Stated goal: Make an exact copy of the entries, and keep any pictures out of it.

─── Material for this task ───

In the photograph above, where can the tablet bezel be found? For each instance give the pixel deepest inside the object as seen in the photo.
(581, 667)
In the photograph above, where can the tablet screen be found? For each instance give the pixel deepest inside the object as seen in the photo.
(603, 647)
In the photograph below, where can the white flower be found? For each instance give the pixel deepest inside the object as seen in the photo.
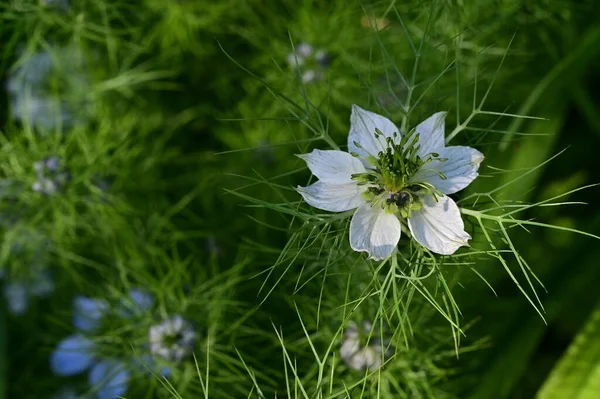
(173, 339)
(356, 353)
(387, 176)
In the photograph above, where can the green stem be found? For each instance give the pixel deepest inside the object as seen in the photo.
(3, 328)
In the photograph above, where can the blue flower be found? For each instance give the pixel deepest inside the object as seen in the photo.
(77, 353)
(28, 86)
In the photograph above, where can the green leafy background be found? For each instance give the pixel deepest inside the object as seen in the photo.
(192, 112)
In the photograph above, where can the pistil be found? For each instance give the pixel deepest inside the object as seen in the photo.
(389, 181)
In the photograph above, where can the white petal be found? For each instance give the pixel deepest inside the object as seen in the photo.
(460, 169)
(431, 134)
(438, 225)
(362, 131)
(333, 166)
(333, 197)
(375, 231)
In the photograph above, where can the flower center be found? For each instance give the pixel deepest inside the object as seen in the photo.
(391, 183)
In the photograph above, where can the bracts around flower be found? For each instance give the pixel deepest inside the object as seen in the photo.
(394, 179)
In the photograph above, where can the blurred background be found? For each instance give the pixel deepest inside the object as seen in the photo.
(149, 145)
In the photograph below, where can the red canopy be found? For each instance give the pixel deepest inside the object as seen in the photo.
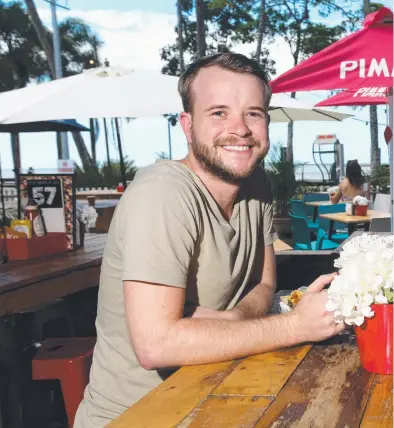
(363, 59)
(361, 97)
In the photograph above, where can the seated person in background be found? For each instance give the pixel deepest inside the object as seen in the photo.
(351, 185)
(187, 239)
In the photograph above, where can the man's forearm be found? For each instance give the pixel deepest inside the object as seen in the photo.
(198, 341)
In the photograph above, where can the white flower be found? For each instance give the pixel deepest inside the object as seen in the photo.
(366, 277)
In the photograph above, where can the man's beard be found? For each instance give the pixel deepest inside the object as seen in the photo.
(213, 163)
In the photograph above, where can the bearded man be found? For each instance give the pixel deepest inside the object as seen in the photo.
(188, 273)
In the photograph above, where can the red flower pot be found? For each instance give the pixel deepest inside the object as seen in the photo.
(375, 340)
(360, 210)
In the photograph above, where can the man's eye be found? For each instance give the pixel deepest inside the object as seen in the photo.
(255, 114)
(218, 113)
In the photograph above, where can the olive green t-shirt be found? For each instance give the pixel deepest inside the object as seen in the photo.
(168, 229)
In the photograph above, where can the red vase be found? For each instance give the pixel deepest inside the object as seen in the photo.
(375, 340)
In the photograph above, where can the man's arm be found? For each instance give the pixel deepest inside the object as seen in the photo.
(162, 338)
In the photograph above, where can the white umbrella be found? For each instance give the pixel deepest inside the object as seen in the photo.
(286, 109)
(119, 92)
(98, 92)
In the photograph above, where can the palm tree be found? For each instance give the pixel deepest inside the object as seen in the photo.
(75, 35)
(180, 35)
(373, 115)
(200, 17)
(261, 30)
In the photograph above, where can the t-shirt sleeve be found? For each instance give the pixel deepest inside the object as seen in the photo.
(157, 230)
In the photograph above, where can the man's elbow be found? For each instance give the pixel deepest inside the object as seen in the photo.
(150, 357)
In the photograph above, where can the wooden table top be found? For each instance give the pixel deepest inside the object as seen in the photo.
(318, 203)
(305, 386)
(29, 283)
(344, 218)
(280, 245)
(99, 194)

───

Completed exercise:
In the photograph above, where can the tablet bezel be found? For each instance give the pixel deepest inside the object as seen in the photo.
(581, 667)
In the photograph above, where can the tablet screen be found? For each instance give the pixel deepest inside the object as seen in the photo.
(603, 647)
In the photograph below, where can the white flower be found? For each instance give the pixel deepest inside the object as seen in the photo.
(173, 339)
(356, 353)
(387, 176)
In the photograph above, where can the green stem be found? For each instance give the pixel deepest inside the object as seen in the photo.
(3, 328)
In the photograph above, where can the blue flower be found? For each instance give the pixel deepest inside the object as seen in the photo.
(77, 353)
(28, 86)
In the photograph above, where can the green leafy background be found? For each instance give the pixel deepest inside the object as seen in the photo.
(192, 112)
In the photograph above, where can the pistil be found? For each instance give the pixel deepest inside the object as seen in the photo.
(389, 181)
In the photograph above, where can the white petal be found? For each instance give the pixel deepest inside the object as seen in the photo.
(460, 169)
(431, 134)
(438, 225)
(362, 131)
(333, 166)
(333, 197)
(375, 231)
In the photograph above, where can the flower center be found? For each instance give the pixel deepest inside the object as seen in the photo.
(391, 183)
In the photograph above, where can the bracts around flower be found? For each instance give the pixel deepest inside the object as seen in the photo.
(394, 179)
In the photograph above, where can the blurred background be found? For each instance give the pixel deepest inside the object as seen in the photo.
(149, 145)
In the photograph below, where can the red canopy be found? For each instance give the pixel deepest inside the object as seen in the photo.
(363, 59)
(361, 97)
In the photograph above, where can the seated person in background be found? For each instance give the pixel deepest inside the object as seen in the photo.
(351, 185)
(187, 239)
In the photograph above, where can the man's forearm be found? For each instance give the pixel deepest inside the object as seen in the photo.
(198, 341)
In the photograph above, where can the white flower be found? For each instance give the pixel deepest inside the object as seen in the photo.
(366, 277)
In the photograph above, where can the man's beard be found? For each instance give the pixel deepest inside the object as seen in the photo.
(213, 163)
In the photograph above, where can the bearded man be found? For each instance give the pixel deepest inside the object as seen in the photo.
(188, 273)
In the photograph above, where can the red flower pot be found? For each instance give the pixel deepest inside the object as seen in the photo.
(375, 340)
(360, 210)
In the photograph above, where can the man's eye be found? For each instance give the pixel deepest inside the object as seen in the photo.
(255, 114)
(218, 113)
In the photograph above, where can the olive green t-shirt be found? For each instance give the pixel deepest inside the object as seen in the photo.
(168, 229)
In the photograph above, where can the red vase be found? For each instance give the pixel deepest inside the object as seen in the photo.
(375, 340)
In the photograph above, where can the man's arm be found? For each instance give the pixel deepest inside the object as seen in the photo.
(162, 338)
In the photograph above, where can the white umbrella be found? For each instance give the pixel deepest inside the object as seen in the photo.
(286, 109)
(119, 92)
(98, 92)
In the photograph above, where can the palm tree be found? For each instance give the pixel deepest inside the object as seen in the photo.
(75, 35)
(180, 35)
(373, 115)
(200, 17)
(261, 30)
In the photograph above, where can the t-shirt sleeve be found? For each instance give the pixel deepest inside the object as seen in the photo.
(157, 230)
In the photograph above, where can the man's elbow be found? For each instance give the pixel deepest inside the object as seen in the photo.
(150, 357)
In the photograph above, where can the wooden table top be found? For each instance give the pixel deepest inside the object as seen in the photo.
(318, 203)
(305, 386)
(29, 283)
(344, 218)
(280, 245)
(99, 194)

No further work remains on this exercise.